Reproduce every one of the following items word for word, keeping each line unchanged.

INPUT DATA:
◆ ◆ ◆
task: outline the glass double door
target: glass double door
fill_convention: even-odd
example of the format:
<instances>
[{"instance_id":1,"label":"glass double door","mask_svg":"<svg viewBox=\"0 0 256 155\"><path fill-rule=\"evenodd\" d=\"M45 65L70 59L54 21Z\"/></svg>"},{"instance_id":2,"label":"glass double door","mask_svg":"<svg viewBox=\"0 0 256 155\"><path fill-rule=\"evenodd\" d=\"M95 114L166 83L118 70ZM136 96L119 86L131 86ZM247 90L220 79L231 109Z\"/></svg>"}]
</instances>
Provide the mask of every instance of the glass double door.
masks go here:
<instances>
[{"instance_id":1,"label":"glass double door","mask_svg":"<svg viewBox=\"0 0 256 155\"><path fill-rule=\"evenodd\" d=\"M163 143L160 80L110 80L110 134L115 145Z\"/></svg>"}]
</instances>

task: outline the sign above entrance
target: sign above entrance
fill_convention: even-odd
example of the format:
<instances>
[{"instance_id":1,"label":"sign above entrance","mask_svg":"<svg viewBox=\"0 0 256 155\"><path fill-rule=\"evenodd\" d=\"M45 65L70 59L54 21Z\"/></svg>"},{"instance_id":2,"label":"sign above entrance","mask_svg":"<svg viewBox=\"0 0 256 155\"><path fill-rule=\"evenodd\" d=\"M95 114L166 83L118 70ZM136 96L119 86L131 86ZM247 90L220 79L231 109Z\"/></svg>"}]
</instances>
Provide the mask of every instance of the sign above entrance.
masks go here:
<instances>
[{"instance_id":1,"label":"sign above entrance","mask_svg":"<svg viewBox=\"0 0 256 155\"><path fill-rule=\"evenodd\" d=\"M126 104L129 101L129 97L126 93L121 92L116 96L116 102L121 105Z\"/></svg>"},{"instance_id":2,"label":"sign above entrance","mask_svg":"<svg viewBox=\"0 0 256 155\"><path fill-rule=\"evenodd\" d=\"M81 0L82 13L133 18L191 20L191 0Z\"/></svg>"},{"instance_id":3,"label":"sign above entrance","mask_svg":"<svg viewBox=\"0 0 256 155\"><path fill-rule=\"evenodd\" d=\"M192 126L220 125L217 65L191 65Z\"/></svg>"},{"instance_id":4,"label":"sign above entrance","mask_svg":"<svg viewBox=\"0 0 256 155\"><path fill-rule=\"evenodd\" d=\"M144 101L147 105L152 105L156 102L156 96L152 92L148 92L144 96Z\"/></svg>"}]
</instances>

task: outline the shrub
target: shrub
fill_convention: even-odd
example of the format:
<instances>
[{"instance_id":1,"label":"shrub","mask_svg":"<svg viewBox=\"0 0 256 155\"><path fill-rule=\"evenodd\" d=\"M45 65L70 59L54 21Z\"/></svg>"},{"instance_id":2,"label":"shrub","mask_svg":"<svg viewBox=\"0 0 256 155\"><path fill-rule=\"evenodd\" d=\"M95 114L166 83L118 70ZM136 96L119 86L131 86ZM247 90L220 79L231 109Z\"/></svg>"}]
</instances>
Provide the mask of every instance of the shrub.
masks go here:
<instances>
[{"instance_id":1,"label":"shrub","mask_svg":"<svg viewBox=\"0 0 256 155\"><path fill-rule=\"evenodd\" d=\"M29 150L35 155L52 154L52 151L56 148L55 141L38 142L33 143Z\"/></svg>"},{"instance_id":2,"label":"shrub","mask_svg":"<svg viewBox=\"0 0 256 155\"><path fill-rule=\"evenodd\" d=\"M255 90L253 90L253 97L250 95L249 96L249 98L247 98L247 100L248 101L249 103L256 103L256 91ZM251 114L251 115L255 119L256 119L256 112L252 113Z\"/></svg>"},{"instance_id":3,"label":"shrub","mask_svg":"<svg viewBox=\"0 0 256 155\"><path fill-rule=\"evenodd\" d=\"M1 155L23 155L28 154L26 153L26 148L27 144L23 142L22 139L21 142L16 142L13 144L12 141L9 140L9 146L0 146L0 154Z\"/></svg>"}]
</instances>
◆ ◆ ◆
EXERCISE RESPONSE:
task: outline the glass double door
target: glass double door
fill_convention: even-odd
example of the format:
<instances>
[{"instance_id":1,"label":"glass double door","mask_svg":"<svg viewBox=\"0 0 256 155\"><path fill-rule=\"evenodd\" d=\"M45 65L70 59L54 21Z\"/></svg>"},{"instance_id":2,"label":"glass double door","mask_svg":"<svg viewBox=\"0 0 256 155\"><path fill-rule=\"evenodd\" d=\"M95 114L166 83L118 70ZM136 96L119 86L131 86ZM247 90L220 79L231 109Z\"/></svg>"}]
</instances>
Provide the mask of every instance of the glass double door.
masks go here:
<instances>
[{"instance_id":1,"label":"glass double door","mask_svg":"<svg viewBox=\"0 0 256 155\"><path fill-rule=\"evenodd\" d=\"M163 143L160 80L110 80L110 134L115 145Z\"/></svg>"}]
</instances>

task: outline the sign above entrance
target: sign above entrance
fill_convention: even-odd
example of the format:
<instances>
[{"instance_id":1,"label":"sign above entrance","mask_svg":"<svg viewBox=\"0 0 256 155\"><path fill-rule=\"evenodd\" d=\"M45 65L70 59L54 21Z\"/></svg>"},{"instance_id":2,"label":"sign above entrance","mask_svg":"<svg viewBox=\"0 0 256 155\"><path fill-rule=\"evenodd\" d=\"M95 114L166 83L118 70ZM136 96L119 86L131 86ZM247 90L220 79L231 109Z\"/></svg>"}]
</instances>
Provide the mask of every instance of the sign above entrance.
masks go here:
<instances>
[{"instance_id":1,"label":"sign above entrance","mask_svg":"<svg viewBox=\"0 0 256 155\"><path fill-rule=\"evenodd\" d=\"M126 104L129 101L129 97L126 93L121 92L116 96L116 102L121 105Z\"/></svg>"},{"instance_id":2,"label":"sign above entrance","mask_svg":"<svg viewBox=\"0 0 256 155\"><path fill-rule=\"evenodd\" d=\"M81 0L82 13L133 18L191 20L191 0Z\"/></svg>"},{"instance_id":3,"label":"sign above entrance","mask_svg":"<svg viewBox=\"0 0 256 155\"><path fill-rule=\"evenodd\" d=\"M192 126L220 125L217 65L191 65Z\"/></svg>"},{"instance_id":4,"label":"sign above entrance","mask_svg":"<svg viewBox=\"0 0 256 155\"><path fill-rule=\"evenodd\" d=\"M144 101L147 105L152 105L156 102L156 96L152 92L148 92L144 96Z\"/></svg>"}]
</instances>

task: outline the shrub
target: shrub
fill_convention: even-odd
example of the format:
<instances>
[{"instance_id":1,"label":"shrub","mask_svg":"<svg viewBox=\"0 0 256 155\"><path fill-rule=\"evenodd\" d=\"M45 65L70 59L54 21Z\"/></svg>"},{"instance_id":2,"label":"shrub","mask_svg":"<svg viewBox=\"0 0 256 155\"><path fill-rule=\"evenodd\" d=\"M95 114L166 83L118 70ZM136 96L119 86L131 86ZM247 90L220 79L231 109Z\"/></svg>"}]
</instances>
Provide the mask of every instance of the shrub.
masks go here:
<instances>
[{"instance_id":1,"label":"shrub","mask_svg":"<svg viewBox=\"0 0 256 155\"><path fill-rule=\"evenodd\" d=\"M29 150L35 155L52 154L52 151L56 148L55 141L38 142L33 143Z\"/></svg>"},{"instance_id":2,"label":"shrub","mask_svg":"<svg viewBox=\"0 0 256 155\"><path fill-rule=\"evenodd\" d=\"M255 90L253 90L253 97L250 95L249 96L249 98L247 98L247 100L248 101L249 103L256 103L256 91ZM251 114L251 115L255 119L256 119L256 112L252 113Z\"/></svg>"},{"instance_id":3,"label":"shrub","mask_svg":"<svg viewBox=\"0 0 256 155\"><path fill-rule=\"evenodd\" d=\"M1 155L23 155L28 154L26 153L26 148L27 144L23 142L22 139L21 142L16 142L13 144L12 141L9 140L9 146L0 146L0 154Z\"/></svg>"}]
</instances>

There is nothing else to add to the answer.